[Stored data entries]
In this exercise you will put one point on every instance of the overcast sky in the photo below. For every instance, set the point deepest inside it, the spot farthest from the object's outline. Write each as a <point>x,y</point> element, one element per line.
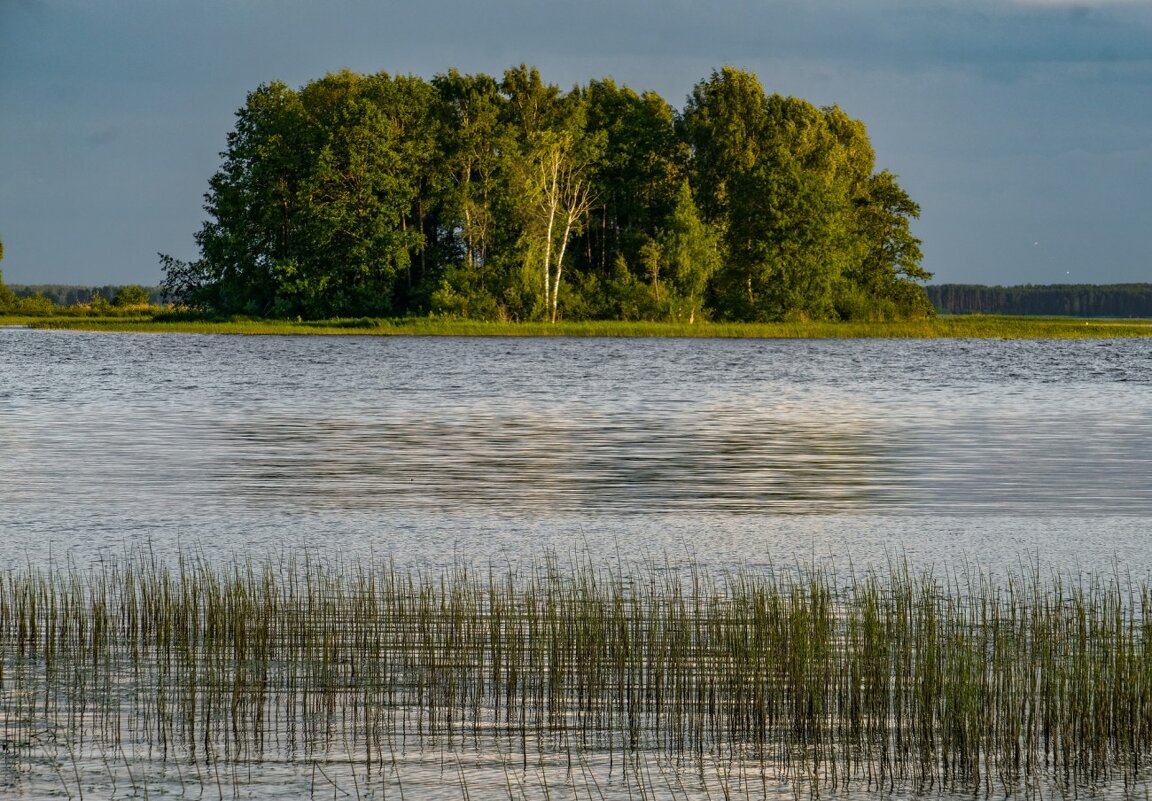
<point>1023,128</point>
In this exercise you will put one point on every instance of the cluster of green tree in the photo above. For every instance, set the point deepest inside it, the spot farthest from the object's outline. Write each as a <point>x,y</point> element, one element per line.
<point>66,294</point>
<point>465,195</point>
<point>1067,300</point>
<point>48,299</point>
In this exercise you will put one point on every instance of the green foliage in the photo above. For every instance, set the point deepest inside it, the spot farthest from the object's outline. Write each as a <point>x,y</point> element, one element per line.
<point>7,299</point>
<point>1073,300</point>
<point>508,198</point>
<point>130,295</point>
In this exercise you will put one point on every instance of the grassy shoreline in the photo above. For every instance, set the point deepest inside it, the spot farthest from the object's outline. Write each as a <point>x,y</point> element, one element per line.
<point>969,326</point>
<point>901,680</point>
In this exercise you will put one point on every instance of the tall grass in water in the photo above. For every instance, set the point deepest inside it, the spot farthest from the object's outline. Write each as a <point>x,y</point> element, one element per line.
<point>904,680</point>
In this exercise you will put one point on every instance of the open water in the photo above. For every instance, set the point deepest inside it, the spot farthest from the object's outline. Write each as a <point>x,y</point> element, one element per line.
<point>732,452</point>
<point>431,451</point>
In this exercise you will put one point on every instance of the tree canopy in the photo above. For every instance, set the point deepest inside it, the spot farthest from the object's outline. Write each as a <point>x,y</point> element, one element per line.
<point>509,198</point>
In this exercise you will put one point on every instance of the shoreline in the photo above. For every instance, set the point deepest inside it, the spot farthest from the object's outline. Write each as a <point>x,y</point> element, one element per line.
<point>974,326</point>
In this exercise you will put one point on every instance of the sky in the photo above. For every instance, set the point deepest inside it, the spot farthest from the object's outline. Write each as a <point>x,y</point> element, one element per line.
<point>1023,128</point>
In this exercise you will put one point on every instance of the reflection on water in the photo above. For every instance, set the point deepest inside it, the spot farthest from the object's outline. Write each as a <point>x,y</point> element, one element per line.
<point>436,451</point>
<point>568,459</point>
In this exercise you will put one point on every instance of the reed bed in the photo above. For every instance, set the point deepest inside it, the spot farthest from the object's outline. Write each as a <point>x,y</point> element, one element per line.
<point>887,681</point>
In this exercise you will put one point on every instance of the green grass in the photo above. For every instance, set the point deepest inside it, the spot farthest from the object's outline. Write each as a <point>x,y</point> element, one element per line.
<point>979,326</point>
<point>909,680</point>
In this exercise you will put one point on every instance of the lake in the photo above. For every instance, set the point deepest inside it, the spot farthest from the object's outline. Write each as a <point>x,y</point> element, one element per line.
<point>430,452</point>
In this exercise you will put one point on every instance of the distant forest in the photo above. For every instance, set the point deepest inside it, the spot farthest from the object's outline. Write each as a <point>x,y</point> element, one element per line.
<point>62,294</point>
<point>486,197</point>
<point>1065,300</point>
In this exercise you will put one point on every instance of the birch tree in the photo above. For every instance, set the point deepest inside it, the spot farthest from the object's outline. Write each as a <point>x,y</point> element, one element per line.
<point>562,198</point>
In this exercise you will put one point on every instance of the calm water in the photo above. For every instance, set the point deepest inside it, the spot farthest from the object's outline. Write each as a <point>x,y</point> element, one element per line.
<point>430,451</point>
<point>735,452</point>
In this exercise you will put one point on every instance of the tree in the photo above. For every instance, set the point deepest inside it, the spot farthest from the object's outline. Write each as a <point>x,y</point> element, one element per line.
<point>561,195</point>
<point>130,295</point>
<point>7,299</point>
<point>690,251</point>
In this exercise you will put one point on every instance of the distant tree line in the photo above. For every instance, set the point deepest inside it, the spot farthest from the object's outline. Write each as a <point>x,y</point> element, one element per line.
<point>63,294</point>
<point>508,198</point>
<point>1069,300</point>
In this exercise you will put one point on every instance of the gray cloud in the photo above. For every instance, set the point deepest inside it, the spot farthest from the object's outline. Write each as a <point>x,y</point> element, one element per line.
<point>998,114</point>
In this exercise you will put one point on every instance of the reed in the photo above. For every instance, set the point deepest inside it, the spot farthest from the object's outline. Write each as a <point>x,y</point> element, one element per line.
<point>880,681</point>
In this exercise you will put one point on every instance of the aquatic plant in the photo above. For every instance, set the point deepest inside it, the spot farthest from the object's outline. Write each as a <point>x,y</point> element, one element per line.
<point>909,680</point>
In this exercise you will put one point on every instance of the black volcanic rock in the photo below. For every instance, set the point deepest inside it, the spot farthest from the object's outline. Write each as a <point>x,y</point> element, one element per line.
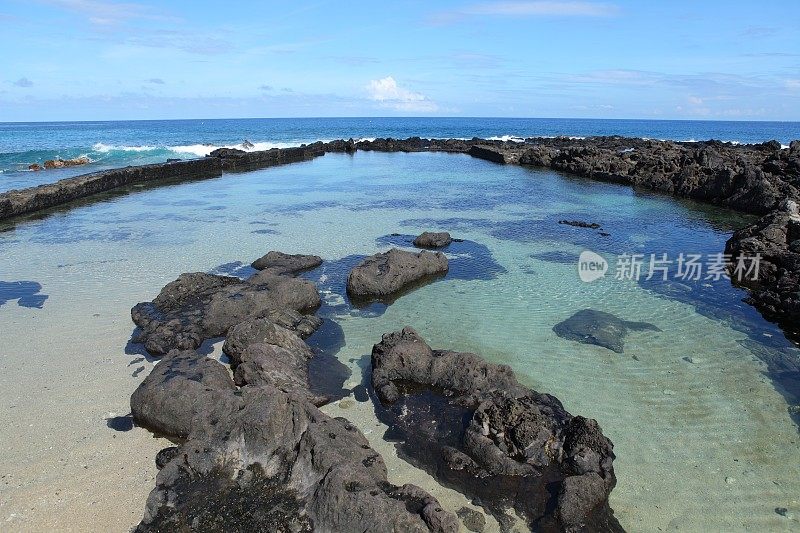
<point>580,224</point>
<point>200,306</point>
<point>597,327</point>
<point>281,263</point>
<point>382,276</point>
<point>475,428</point>
<point>433,239</point>
<point>261,459</point>
<point>263,353</point>
<point>775,238</point>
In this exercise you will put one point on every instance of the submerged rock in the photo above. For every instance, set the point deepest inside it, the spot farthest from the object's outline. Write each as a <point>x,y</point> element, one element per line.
<point>430,239</point>
<point>383,276</point>
<point>597,327</point>
<point>200,306</point>
<point>475,428</point>
<point>580,224</point>
<point>775,290</point>
<point>281,263</point>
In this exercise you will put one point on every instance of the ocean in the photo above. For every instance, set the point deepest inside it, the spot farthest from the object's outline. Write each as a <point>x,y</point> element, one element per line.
<point>116,144</point>
<point>702,412</point>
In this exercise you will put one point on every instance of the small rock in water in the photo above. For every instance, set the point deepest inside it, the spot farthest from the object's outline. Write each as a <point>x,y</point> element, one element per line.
<point>473,520</point>
<point>120,423</point>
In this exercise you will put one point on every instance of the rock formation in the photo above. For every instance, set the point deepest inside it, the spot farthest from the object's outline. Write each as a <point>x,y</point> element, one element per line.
<point>383,276</point>
<point>473,426</point>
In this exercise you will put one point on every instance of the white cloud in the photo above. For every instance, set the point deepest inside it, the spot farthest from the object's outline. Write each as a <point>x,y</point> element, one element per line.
<point>389,94</point>
<point>543,8</point>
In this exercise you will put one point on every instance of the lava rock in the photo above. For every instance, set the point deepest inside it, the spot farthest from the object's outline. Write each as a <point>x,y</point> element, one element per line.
<point>281,263</point>
<point>599,328</point>
<point>382,276</point>
<point>474,427</point>
<point>200,306</point>
<point>429,239</point>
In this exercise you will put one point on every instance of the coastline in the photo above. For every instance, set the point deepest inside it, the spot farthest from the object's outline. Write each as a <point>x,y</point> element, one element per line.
<point>760,179</point>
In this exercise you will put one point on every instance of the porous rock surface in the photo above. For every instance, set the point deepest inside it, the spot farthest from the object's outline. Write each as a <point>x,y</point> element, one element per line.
<point>474,427</point>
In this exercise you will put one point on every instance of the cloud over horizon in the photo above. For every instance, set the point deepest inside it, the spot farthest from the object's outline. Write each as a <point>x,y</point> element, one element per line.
<point>388,93</point>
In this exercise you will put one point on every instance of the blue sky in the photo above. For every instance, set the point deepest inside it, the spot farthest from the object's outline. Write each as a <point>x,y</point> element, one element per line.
<point>141,59</point>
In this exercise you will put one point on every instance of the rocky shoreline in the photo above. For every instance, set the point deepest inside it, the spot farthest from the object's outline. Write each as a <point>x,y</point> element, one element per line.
<point>255,452</point>
<point>756,179</point>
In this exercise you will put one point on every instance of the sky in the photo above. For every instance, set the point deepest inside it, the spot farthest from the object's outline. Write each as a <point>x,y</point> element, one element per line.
<point>142,59</point>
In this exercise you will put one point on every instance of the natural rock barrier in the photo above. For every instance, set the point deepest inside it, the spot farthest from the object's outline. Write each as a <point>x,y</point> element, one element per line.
<point>754,179</point>
<point>255,453</point>
<point>474,427</point>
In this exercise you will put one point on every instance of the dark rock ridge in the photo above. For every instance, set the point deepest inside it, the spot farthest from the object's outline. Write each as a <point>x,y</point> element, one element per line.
<point>597,327</point>
<point>383,276</point>
<point>580,224</point>
<point>473,426</point>
<point>753,178</point>
<point>257,458</point>
<point>255,453</point>
<point>199,306</point>
<point>281,263</point>
<point>25,201</point>
<point>433,239</point>
<point>776,291</point>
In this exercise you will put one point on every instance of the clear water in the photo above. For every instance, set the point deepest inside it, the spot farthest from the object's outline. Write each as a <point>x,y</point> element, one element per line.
<point>115,144</point>
<point>703,445</point>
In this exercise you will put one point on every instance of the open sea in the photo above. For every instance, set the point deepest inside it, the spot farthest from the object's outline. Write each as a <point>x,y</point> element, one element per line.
<point>703,411</point>
<point>116,144</point>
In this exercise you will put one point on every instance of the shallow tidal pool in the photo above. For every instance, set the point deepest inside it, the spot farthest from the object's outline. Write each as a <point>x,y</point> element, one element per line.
<point>699,412</point>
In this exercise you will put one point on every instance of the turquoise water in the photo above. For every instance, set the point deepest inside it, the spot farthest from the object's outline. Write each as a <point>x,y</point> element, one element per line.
<point>115,144</point>
<point>704,443</point>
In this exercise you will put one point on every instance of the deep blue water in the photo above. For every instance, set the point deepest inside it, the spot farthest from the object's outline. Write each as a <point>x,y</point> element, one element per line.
<point>114,144</point>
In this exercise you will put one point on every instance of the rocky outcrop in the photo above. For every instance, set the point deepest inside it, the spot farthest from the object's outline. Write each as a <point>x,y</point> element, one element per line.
<point>255,453</point>
<point>599,328</point>
<point>383,276</point>
<point>473,426</point>
<point>62,163</point>
<point>433,239</point>
<point>258,458</point>
<point>234,160</point>
<point>264,353</point>
<point>281,263</point>
<point>199,306</point>
<point>749,178</point>
<point>580,224</point>
<point>22,202</point>
<point>775,288</point>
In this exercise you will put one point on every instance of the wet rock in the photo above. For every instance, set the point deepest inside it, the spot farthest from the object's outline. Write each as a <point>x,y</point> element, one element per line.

(What to produce): Beginning at the line that holds "of the deep", reproduce the lines exactly up to and including the final line of the entries.

(Result of the exercise):
In this exercise you will put one point on every instance of the deep blue water in the photo above. For every instance, set the point deepest inside it, the spot farthest from the object's outline. Write each as a <point>x,y</point> element, one element per line.
<point>114,144</point>
In this exercise you will put one point on every instance of the rocky outcrop in the photo above. For every instance, set the point deepest inside it, the spot farthest from the object's outline. Write each as a <point>x,y</point> element, one element per line.
<point>255,453</point>
<point>599,328</point>
<point>383,276</point>
<point>473,426</point>
<point>62,163</point>
<point>433,239</point>
<point>258,458</point>
<point>234,160</point>
<point>264,353</point>
<point>281,263</point>
<point>199,306</point>
<point>749,178</point>
<point>580,224</point>
<point>22,202</point>
<point>775,288</point>
In this exercise you will put one point on every instance of the wet rock in the photo above. For every instance, set the point deepest inside it, the spot farthest from the object's outline. Write each as a <point>x,y</point> element, one element per line.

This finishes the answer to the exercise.